▶ PAGE TEXT:
━━━━━━━━━━
Duke’s advanced heart failure team offers the latest advances in ventricular assist device (VAD) support options. As a certified Joint Commission VAD program, Duke leads and participates in national clinical trials aimed at advancing care for VAD patients in and out of the hospital. Our expertise gives you more options for symptom relief, optimizes your heart function, and improves your quality of life.
Heart Pumps Improve Heart Function
Smaller, More Portable Pumps
If heart failure has weakened your heart, you may be a candidate for a ventricular assist device (VAD). This mechanical heart pump can support your heart and optimize your blood flow after a heart attack or heart surgery, or while you’re waiting for a heart transplant. It can also be a long-term solution if you have heart failure and are not a candidate for a heart transplant. Today’s smaller, portable, more reliable heart pumps make VADs an option for more people.
━━━━━━━━━━
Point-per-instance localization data
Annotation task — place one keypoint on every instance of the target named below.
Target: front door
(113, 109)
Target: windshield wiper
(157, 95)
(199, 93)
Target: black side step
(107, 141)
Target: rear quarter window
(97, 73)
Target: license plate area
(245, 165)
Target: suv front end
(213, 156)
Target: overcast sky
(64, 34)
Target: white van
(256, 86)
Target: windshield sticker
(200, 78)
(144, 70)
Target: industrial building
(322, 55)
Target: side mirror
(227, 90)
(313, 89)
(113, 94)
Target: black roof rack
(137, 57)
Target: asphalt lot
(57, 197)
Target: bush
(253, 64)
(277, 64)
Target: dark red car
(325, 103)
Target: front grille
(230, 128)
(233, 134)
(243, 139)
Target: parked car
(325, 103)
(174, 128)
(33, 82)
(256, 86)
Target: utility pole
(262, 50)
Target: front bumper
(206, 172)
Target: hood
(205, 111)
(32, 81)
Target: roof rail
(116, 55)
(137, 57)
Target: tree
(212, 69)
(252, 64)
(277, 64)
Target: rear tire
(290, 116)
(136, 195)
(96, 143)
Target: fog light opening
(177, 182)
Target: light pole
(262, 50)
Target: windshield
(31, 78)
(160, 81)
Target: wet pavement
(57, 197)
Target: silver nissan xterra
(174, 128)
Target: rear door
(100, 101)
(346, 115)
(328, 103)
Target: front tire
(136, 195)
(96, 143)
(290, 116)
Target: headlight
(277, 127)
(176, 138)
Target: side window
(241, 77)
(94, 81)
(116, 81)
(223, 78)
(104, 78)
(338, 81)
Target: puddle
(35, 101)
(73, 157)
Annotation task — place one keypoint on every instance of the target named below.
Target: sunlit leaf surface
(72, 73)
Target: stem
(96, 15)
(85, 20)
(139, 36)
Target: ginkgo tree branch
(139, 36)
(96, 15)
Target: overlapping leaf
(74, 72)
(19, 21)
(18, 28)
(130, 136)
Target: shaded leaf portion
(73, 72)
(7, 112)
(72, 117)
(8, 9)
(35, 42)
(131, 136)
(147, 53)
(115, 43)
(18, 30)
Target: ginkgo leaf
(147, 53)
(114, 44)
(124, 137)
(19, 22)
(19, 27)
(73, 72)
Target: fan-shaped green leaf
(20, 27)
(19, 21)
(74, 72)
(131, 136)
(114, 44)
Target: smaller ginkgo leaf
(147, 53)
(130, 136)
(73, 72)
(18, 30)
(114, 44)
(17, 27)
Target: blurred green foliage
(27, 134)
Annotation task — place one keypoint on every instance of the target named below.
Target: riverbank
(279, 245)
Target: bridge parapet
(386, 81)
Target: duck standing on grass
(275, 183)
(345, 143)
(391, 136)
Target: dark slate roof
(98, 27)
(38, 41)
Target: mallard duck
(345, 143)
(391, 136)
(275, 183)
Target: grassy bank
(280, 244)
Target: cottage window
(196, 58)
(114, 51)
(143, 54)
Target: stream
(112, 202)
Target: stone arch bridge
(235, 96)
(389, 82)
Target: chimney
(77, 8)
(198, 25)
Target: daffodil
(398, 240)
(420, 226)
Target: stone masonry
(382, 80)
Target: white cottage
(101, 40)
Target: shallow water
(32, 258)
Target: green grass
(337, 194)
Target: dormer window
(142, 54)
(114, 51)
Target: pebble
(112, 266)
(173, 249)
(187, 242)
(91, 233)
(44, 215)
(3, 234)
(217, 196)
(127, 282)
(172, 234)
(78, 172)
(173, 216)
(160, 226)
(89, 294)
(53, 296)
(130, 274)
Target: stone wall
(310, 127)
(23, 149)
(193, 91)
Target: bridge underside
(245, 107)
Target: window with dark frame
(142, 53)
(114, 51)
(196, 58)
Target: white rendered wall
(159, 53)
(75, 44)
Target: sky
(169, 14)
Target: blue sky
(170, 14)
━━━━━━━━━━
▶ EXERCISE PROMPT: Copy the page text about Duke's VAD heart pump program word for word, in full.

▶ YOUR SOLUTION:
Duke’s advanced heart failure team offers the latest advances in ventricular assist device (VAD) support options. As a certified Joint Commission VAD program, Duke leads and participates in national clinical trials aimed at advancing care for VAD patients in and out of the hospital. Our expertise gives you more options for symptom relief, optimizes your heart function, and improves your quality of life.
Heart Pumps Improve Heart Function
Smaller, More Portable Pumps
If heart failure has weakened your heart, you may be a candidate for a ventricular assist device (VAD). This mechanical heart pump can support your heart and optimize your blood flow after a heart attack or heart surgery, or while you’re waiting for a heart transplant. It can also be a long-term solution if you have heart failure and are not a candidate for a heart transplant. Today’s smaller, portable, more reliable heart pumps make VADs an option for more people.